(Segmentation mask data)
■ ■ ■ ■ ■

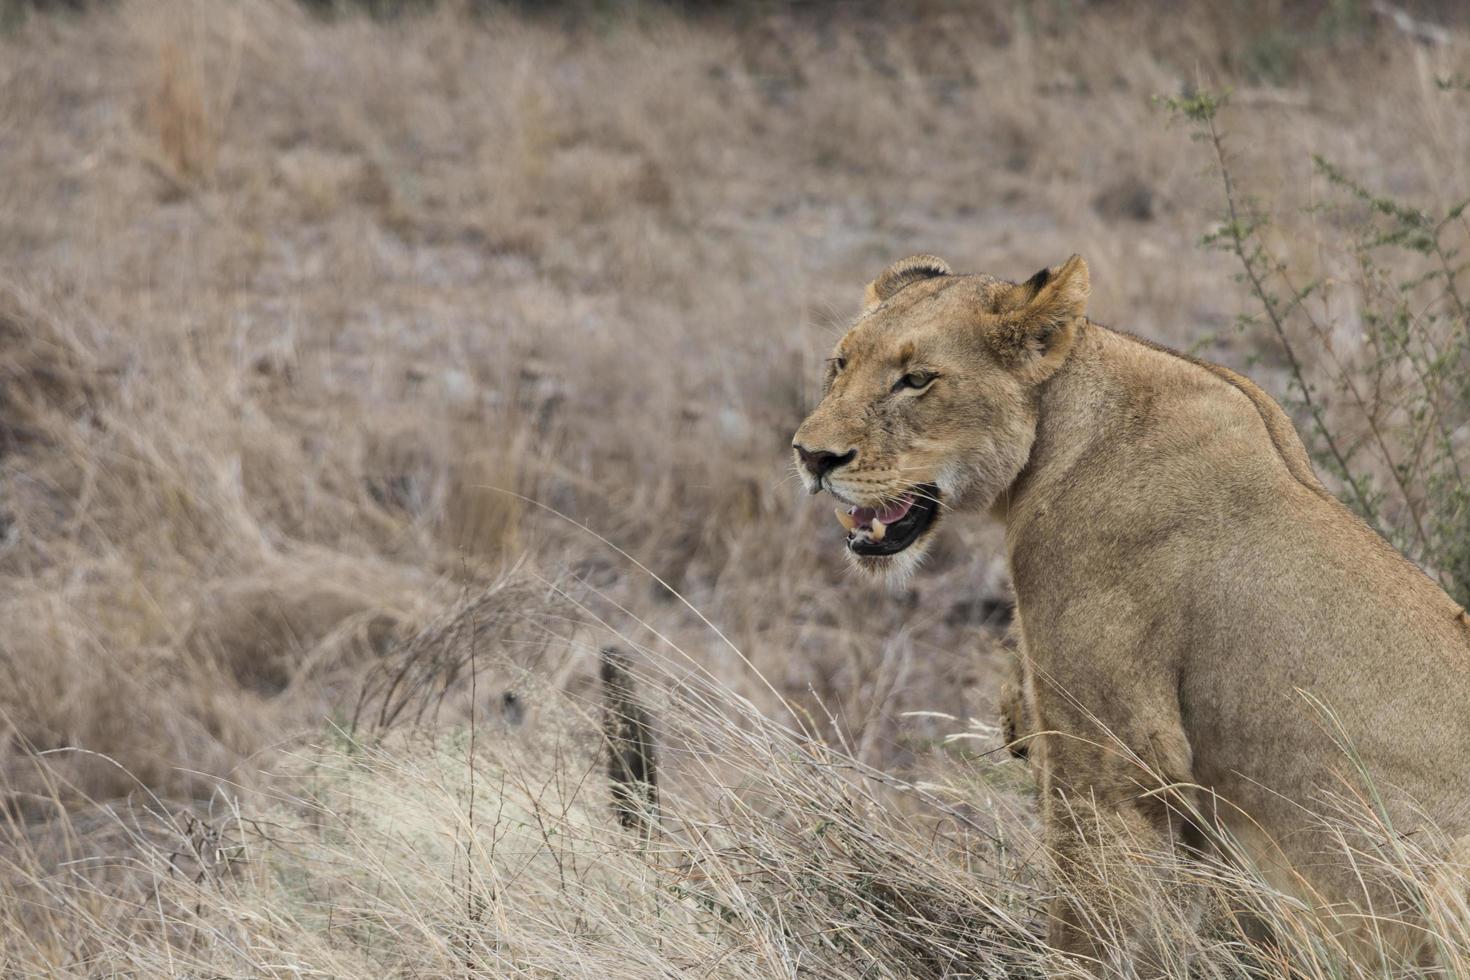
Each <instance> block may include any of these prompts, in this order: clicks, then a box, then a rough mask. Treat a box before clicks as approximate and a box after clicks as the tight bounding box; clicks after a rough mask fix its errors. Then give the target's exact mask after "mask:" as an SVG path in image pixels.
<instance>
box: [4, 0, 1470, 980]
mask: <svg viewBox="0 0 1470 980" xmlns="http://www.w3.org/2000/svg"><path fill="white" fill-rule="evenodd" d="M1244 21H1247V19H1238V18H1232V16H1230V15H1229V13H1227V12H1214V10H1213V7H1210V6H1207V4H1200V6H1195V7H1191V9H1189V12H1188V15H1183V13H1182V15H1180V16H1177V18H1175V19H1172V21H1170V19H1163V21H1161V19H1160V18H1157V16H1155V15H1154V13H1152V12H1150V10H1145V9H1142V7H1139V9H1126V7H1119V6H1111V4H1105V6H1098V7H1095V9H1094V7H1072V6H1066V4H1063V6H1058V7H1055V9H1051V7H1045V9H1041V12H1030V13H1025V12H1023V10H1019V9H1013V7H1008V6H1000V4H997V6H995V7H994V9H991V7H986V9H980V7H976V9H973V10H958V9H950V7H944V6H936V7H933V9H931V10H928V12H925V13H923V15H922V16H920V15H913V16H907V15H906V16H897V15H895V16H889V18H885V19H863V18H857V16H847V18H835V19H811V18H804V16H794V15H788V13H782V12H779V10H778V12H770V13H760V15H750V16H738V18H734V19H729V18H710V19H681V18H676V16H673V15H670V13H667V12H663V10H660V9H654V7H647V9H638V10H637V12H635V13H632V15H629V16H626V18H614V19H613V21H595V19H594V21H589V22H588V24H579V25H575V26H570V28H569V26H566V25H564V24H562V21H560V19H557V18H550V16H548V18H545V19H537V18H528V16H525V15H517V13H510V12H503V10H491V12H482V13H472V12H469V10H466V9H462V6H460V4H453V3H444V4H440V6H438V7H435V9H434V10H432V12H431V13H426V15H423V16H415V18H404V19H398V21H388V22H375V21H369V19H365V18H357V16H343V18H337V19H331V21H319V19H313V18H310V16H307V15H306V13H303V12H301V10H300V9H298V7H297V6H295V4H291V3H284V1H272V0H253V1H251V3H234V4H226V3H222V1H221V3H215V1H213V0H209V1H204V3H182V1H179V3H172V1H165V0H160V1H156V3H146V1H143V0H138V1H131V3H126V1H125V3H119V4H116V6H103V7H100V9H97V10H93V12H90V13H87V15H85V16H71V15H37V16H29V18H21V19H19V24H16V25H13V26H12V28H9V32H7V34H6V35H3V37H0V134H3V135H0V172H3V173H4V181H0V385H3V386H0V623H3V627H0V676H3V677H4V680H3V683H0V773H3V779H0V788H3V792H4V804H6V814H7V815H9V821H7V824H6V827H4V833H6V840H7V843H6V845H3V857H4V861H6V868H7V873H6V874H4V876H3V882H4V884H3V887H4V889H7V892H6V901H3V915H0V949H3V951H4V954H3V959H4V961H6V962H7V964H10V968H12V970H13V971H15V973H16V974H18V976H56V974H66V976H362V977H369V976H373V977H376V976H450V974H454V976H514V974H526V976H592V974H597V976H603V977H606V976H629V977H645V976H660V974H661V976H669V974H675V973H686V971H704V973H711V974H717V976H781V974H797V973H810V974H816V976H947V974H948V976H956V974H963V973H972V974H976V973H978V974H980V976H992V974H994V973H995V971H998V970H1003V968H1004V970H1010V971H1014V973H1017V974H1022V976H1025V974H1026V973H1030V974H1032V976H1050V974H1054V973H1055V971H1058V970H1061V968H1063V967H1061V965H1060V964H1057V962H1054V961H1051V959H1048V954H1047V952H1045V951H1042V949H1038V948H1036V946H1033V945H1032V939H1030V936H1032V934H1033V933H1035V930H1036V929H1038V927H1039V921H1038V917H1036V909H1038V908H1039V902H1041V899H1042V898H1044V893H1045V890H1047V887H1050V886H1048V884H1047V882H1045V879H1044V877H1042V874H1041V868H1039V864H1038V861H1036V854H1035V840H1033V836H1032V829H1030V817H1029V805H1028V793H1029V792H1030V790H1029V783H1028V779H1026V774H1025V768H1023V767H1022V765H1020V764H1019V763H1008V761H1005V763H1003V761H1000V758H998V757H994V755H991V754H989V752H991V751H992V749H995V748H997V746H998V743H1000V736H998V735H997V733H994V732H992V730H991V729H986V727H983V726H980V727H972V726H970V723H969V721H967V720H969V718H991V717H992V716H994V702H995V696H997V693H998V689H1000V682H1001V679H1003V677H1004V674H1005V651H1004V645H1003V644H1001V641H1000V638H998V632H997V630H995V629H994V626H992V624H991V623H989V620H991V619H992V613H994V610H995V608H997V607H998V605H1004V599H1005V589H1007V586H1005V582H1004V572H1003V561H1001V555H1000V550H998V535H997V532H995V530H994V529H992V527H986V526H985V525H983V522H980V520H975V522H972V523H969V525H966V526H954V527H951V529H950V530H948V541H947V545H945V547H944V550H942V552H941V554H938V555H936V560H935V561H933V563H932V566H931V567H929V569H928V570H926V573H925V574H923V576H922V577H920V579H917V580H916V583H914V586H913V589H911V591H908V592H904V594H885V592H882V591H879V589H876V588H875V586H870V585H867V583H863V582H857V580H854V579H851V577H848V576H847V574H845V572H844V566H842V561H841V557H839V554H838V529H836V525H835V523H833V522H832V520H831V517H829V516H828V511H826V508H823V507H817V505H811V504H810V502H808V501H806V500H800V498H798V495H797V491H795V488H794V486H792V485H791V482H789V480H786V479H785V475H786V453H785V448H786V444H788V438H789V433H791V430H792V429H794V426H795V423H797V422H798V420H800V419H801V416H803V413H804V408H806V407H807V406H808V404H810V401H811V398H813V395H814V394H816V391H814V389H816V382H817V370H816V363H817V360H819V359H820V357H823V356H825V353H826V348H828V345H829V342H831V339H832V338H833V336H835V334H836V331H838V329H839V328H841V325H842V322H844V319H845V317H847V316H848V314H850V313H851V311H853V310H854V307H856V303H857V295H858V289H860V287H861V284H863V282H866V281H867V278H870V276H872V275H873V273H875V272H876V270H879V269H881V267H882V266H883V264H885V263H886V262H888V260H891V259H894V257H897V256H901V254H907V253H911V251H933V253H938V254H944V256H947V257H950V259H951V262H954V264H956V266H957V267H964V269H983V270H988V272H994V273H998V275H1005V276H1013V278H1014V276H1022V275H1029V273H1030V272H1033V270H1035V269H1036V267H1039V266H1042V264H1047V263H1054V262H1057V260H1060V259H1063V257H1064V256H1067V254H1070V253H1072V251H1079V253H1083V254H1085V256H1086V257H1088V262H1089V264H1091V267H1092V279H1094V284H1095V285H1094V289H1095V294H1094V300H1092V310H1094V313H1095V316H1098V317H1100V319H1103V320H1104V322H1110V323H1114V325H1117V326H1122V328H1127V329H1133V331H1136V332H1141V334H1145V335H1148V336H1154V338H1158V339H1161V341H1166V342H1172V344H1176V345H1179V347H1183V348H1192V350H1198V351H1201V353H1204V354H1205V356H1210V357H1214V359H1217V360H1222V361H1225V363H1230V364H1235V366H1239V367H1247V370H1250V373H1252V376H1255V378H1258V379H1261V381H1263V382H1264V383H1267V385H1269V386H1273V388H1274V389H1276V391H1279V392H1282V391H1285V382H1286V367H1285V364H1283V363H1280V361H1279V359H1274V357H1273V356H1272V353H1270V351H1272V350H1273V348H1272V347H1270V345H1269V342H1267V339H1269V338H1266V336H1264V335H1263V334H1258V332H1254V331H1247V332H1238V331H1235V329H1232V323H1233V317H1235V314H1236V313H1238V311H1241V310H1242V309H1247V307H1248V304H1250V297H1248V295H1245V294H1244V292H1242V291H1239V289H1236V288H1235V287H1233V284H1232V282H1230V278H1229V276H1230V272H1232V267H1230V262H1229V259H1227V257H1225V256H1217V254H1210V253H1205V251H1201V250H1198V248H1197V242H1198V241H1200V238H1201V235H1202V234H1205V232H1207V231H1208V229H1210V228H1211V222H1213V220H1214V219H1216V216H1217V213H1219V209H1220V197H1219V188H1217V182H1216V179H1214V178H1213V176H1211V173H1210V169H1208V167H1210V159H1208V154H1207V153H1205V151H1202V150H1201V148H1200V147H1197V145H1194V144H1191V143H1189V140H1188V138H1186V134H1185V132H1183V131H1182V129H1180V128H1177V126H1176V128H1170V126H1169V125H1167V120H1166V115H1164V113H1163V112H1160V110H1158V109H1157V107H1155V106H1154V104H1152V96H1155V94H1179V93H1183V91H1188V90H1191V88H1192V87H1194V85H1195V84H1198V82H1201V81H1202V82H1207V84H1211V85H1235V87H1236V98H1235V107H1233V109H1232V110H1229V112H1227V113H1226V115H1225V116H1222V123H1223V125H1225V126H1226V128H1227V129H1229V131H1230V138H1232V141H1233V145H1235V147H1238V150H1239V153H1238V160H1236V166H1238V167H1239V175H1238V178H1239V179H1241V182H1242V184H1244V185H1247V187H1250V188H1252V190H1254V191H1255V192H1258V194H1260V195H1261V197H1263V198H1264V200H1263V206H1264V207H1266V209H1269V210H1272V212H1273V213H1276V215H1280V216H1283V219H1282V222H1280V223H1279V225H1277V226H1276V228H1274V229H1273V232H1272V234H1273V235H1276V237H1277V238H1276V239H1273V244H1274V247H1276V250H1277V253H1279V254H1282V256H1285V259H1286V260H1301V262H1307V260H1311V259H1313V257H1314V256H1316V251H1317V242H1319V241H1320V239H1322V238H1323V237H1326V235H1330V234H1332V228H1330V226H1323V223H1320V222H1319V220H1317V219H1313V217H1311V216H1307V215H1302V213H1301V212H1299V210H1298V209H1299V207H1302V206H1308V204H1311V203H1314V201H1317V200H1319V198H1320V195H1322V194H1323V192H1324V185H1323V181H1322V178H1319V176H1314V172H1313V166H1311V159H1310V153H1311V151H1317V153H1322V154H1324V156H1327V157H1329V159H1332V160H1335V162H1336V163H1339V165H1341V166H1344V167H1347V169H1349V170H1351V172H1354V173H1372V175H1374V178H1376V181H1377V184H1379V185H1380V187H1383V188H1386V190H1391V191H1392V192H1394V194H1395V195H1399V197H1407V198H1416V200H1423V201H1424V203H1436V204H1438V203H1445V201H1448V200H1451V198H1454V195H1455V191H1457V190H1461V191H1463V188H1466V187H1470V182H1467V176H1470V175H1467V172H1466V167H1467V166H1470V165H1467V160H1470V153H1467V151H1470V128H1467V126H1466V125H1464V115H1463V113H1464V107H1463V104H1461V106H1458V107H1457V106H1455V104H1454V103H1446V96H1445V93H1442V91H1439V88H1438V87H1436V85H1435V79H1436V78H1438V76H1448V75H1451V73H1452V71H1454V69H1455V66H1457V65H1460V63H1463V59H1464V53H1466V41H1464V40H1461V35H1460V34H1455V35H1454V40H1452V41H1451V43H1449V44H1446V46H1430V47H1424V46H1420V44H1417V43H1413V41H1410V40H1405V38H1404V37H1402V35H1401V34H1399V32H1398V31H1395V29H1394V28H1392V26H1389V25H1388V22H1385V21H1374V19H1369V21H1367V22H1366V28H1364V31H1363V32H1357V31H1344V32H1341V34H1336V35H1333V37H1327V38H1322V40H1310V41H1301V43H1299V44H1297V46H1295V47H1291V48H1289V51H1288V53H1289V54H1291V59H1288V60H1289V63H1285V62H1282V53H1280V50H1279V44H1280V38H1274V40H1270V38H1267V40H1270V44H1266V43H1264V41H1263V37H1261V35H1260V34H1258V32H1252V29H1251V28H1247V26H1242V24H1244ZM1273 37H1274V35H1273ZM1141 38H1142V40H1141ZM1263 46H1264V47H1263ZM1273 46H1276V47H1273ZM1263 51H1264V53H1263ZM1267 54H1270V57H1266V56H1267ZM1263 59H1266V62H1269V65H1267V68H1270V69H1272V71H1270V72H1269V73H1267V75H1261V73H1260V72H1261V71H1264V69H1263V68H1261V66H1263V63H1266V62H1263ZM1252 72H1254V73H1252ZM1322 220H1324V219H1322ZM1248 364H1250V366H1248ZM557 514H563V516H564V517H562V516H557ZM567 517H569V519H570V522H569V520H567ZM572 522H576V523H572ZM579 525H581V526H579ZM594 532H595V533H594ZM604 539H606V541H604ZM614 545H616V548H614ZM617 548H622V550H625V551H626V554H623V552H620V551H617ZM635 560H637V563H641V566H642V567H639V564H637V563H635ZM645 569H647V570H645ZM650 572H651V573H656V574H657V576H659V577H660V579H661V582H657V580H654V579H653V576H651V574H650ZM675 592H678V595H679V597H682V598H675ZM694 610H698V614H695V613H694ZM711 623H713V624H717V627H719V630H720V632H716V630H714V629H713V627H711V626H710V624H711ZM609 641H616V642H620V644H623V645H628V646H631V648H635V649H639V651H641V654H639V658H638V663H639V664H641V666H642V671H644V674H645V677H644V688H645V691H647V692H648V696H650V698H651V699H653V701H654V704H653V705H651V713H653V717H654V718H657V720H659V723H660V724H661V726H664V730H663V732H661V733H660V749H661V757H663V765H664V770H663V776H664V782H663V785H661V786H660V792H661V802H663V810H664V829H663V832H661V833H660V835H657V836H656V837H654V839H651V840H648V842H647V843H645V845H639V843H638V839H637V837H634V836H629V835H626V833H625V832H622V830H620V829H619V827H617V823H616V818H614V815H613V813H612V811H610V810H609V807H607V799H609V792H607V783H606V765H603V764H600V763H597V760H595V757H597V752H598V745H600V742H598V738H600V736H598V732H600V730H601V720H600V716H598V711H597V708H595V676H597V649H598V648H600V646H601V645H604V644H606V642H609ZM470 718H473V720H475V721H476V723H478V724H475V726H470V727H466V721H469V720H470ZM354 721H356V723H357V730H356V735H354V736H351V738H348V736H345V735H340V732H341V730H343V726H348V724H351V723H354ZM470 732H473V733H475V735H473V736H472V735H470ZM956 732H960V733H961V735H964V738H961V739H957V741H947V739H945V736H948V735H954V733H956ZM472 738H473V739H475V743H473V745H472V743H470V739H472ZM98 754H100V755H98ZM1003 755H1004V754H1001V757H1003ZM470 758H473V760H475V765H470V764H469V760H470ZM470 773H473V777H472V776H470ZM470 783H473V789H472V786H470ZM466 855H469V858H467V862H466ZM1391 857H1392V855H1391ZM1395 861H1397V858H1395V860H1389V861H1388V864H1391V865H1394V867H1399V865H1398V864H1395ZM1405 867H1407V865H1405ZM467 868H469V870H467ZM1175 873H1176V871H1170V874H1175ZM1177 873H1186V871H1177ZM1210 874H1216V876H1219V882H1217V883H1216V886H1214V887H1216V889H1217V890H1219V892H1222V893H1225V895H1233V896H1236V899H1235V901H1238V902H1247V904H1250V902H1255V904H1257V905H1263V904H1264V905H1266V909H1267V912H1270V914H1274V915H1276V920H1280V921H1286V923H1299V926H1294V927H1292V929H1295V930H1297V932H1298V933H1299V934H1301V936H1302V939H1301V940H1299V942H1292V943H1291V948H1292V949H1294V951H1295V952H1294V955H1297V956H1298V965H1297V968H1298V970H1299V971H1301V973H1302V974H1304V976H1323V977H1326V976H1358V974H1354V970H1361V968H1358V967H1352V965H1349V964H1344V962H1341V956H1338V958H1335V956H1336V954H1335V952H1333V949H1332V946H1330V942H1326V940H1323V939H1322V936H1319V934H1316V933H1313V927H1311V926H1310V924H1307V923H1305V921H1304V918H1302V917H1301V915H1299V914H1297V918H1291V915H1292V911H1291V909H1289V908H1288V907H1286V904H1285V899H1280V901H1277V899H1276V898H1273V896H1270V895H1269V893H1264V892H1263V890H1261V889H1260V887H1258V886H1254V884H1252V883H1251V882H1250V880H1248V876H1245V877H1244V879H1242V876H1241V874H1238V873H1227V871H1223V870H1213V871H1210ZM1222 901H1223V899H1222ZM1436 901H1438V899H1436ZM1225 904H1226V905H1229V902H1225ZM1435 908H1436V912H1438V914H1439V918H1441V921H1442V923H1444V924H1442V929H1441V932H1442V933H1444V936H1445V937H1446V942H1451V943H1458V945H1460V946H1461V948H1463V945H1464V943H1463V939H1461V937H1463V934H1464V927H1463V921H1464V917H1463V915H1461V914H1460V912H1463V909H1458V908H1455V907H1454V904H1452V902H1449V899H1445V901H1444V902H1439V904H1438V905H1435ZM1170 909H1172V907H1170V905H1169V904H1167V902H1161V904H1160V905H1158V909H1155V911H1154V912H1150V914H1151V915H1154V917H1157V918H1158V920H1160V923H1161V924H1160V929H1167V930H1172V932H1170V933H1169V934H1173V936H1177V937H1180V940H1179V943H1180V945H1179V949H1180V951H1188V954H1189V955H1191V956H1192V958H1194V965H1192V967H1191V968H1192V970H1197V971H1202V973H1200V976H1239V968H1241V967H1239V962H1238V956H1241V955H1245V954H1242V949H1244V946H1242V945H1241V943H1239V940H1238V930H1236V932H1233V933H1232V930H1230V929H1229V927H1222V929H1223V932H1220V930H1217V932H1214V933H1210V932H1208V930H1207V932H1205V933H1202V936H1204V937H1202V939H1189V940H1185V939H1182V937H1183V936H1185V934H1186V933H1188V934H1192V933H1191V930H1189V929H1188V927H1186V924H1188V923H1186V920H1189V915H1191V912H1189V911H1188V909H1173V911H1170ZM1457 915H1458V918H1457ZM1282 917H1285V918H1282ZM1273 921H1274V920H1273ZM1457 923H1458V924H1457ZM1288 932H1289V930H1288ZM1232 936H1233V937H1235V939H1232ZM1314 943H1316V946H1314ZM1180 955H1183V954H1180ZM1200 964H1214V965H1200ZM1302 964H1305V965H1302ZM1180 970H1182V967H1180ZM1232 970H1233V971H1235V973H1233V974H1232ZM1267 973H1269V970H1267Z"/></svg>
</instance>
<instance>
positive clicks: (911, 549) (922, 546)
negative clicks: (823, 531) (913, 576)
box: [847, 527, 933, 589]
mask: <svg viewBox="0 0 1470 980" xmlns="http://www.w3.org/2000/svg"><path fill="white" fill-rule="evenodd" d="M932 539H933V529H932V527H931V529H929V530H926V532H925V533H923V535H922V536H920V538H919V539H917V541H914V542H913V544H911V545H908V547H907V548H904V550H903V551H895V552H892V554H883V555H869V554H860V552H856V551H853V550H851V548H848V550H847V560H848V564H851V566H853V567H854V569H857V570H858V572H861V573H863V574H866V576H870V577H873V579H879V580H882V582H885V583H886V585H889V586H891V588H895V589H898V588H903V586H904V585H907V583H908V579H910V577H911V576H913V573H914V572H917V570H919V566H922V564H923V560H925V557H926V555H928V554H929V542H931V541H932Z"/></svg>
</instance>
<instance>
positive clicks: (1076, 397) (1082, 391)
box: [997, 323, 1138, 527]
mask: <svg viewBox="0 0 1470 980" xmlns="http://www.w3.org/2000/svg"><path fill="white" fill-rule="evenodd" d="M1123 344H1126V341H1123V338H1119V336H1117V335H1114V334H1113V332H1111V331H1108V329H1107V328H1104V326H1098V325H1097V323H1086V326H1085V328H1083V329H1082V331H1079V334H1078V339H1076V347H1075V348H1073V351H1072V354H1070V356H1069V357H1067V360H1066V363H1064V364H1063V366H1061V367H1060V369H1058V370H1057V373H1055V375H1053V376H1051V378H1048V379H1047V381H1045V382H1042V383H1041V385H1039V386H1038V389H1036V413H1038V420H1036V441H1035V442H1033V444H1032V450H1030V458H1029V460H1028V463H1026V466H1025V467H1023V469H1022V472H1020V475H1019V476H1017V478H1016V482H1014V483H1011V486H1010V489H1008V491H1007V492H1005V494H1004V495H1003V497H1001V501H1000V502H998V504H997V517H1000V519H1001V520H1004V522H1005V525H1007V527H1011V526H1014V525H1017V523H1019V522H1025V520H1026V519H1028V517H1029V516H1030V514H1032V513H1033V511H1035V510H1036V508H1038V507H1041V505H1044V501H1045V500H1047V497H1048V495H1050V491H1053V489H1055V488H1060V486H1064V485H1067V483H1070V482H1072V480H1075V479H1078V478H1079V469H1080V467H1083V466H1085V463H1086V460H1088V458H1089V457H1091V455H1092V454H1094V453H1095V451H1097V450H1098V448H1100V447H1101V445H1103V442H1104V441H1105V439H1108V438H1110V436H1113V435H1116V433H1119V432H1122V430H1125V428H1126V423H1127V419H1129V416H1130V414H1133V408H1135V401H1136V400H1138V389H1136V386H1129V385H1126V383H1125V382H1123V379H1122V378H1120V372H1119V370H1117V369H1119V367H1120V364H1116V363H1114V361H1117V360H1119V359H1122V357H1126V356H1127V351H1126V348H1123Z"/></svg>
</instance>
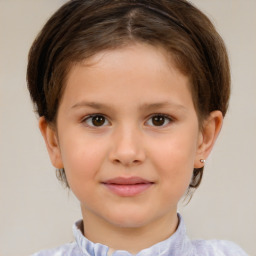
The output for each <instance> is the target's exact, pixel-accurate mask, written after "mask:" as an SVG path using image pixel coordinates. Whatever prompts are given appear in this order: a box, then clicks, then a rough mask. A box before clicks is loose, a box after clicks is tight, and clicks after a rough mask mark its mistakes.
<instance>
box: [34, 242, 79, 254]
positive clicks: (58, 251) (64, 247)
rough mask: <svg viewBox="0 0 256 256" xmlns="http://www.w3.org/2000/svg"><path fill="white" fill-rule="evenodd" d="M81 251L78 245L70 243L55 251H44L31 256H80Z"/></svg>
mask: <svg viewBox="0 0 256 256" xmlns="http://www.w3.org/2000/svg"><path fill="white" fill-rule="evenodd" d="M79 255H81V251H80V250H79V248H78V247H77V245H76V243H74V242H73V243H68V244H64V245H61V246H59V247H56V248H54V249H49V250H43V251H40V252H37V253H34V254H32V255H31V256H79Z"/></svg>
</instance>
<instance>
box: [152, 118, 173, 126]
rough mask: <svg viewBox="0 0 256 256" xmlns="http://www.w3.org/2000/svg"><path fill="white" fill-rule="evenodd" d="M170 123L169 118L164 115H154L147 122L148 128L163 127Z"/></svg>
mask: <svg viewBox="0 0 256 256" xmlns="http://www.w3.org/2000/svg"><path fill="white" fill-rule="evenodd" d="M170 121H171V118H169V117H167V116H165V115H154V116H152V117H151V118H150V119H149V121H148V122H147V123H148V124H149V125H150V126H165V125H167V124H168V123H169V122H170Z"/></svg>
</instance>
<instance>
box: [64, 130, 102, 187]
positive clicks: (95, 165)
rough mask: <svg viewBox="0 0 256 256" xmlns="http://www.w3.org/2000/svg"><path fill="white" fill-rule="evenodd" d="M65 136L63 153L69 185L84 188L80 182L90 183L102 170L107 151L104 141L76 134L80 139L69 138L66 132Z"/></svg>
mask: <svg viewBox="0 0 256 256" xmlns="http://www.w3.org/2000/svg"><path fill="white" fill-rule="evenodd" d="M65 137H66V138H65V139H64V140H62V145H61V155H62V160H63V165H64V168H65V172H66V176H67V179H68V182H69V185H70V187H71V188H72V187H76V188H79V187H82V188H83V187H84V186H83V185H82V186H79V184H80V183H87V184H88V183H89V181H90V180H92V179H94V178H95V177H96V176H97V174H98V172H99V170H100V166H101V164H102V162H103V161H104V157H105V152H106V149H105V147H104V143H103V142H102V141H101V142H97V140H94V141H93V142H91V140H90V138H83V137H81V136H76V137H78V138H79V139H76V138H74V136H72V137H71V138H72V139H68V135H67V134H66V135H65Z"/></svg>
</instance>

■ ■ ■ ■ ■

Scan the entries above. Copy each line that has the string "image".

=== Response below ===
Each <instance> block may include any of these prompts, in this order: clicks, then a box, then a rough mask. Treat a box before clicks as approximate and a box after clicks as the tight bounding box; clicks after a rough mask fix its errors. Then give the target's exact mask after "mask:" as an SVG path in image pixels.
The output for each <instance> is the target's exact, pixel-accurate mask, written after "mask:" as an SVG path using image pixel coordinates. Whatever prompts are given appear in this order: a box, then clicks, then a rough mask. A box before clicks is loose, a box after clicks is tight, and clicks after a rough mask mark its mistakes.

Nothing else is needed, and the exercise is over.